Russian Language Blog

Not So Nuclear Russian Family Posted by on Mar 1, 2012 in language, Russian for beginners

If you have the time, you might like the Russian-language sitcom Сваты. Much of it is available on YouTube. It’s a good sitcom to practice conversational Russian as well as to try to figure out who’s who in this crazy extended family.

Want to play a quick game of associations? I’m going to say (ok, write) a word and you quickly reply with whatever word comes to mind. Ready? Here we go: FAMILY…

Now, play this game with a native Russian speaker: СЕМЬЯ… and they will likely respond with ячейка общества. The набившая оскомину (here: overused, old and boring) Soviet phrase семьяячейка общества can be translated as “family is society’s fundamental unit”. So let’s talk about this fundamental unit.

Russians have plenty of words that describe family ties. And many are confusing. It all starts with свадьба (wedding). In English language men and women simply get married. In Russian, a woman выходит замуж while a man женится:

  • Не хочу учиться, а хочу жениться! (I don’t want to study, I want to get married) says Mitrofanushka (diminutive of a man’s name Митрофан) in Denis Fonvizin’s comedy Недоросль (The Minor).
  • Уж замуж невтерпёж (Already can’t wait to get married) is a phrase sometimes used as in articles for and about women. By the way, it is a very handy mnemonics for a grammar rule: all adverbs ending in sibilant consonants (ж, ч, ш, щ) must end with a soft sign (ь) except these three – уж (already), замуж (marry), невтерпёж (can’t bear any longer).

As we already discussed, молодожёны (young couple) acquires not just their вторая половинка (second half) or спутник/спутница жизни (masculine/feminine life partner), but a whole new extended family.

Жена (wife) gets свекровь (husband’s mother) and свёкор (husband’s father) and becomes невестка (daughter-in-law) to the husband’s entire family, except for the father. To her father-in-law, she is сноха (daughter-in-law). If her husband is not the only child in the family, his брат (brother) becomes wife’s деверь (brother-in-law) while сестра (sister) becomes wife’s золовка (sister-in-law).

  • У меня дома аврал. Завтра свекровь со свёкром приезжают и мы все готовимся. (It’s crunch time at home. My husband’s parents are arriving tomorrow and we are getting everything ready)
  • Я у золовки, за детьми присматриваю, пока она в магазин поехала за молоком. (I am at my brother’s sister, watching the children, while she went to pick up milk)

Муж (husband) gets тёща (wife’s mother) and тесть (wife’s father) and becomes their зять (son-in-law). If his wife is not the only child, her brother becomes husband’s шурин (brother-in-law) while sister becomes свояченица (sister-in-law).

  • У меня шурин – электрик, вот и помог с ремонтом. (My wife’s brother is an electrician and helped me out with remodeling).
  • Свояченица со свояком разводятся и она пока у нас живёт (My wife’s sister and her husband are getting divorced and for now she is staying with us).

As stories go, долго ли, коротко ли (after a while), супруги (husband and wife) become родители (parents) when they have their own bundle of joy, сын (a son) or дочь (a daughter).

COMPLETE THE FOLLOWING:
1 – According to the post on Russian family terms, what Russian word does a wife use for her husband's mother?
2 – Pick up the post on Russian family terms after its final sentence and carry it forward.

AVAILABLE DATA:
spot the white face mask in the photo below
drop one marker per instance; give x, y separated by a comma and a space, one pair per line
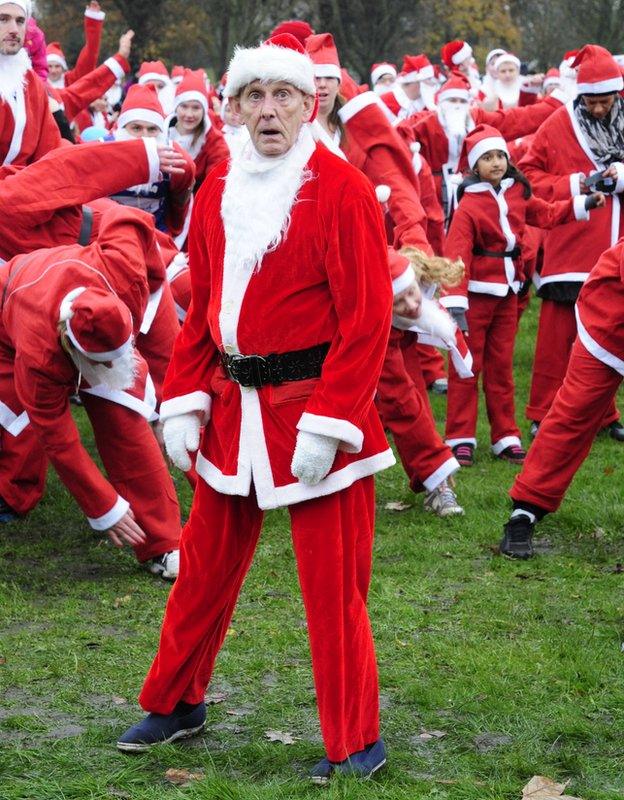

RESPONSES BY TASK:
1 – Свекровь.

2 –
Now all those parents-in-law become бабушки (grandmothers) and дедушки (grandfathers) and start doing their best spoiling their внук (grandson) or внучка (granddaughter). And sisters- and brothers-in-law now call themselves дядя (uncle) and тётя (aunt).

  • У меня шесть младших братьев и сестёр. Пока что у них нет детей, так что на Новый год моя дочка получает гору подарков не только от бабушек и дедушек, но и от всех дядь и тёть. (I have six younger brothers and sisters. They don’t have children yet, so come the New Year my daughter gets a pile of gifts not just from the grandmothers and grandfathers, but from all the uncles and aunts as well).

But what about the two sets parents of the happily married couple? After all, they become each others родственники (relatives) as well. They become сваты (parents of a child’s spouse) – сват (father of child’s spouse) and сватья (mother of a child’s spouse). This might be particularly confusing because there is a similar-sounding Russian word сваха means a match-maker.

Even more relatives join the extended family after a child gets baptized. First, there are крёстный отец (godfather) or simply крёстный and крёстная мать (godmother) or simply крёстная. These godmother and godfather become  кум and кума not just to the families of their крестник (godson) or крестница (goddaughter), but to each other as well.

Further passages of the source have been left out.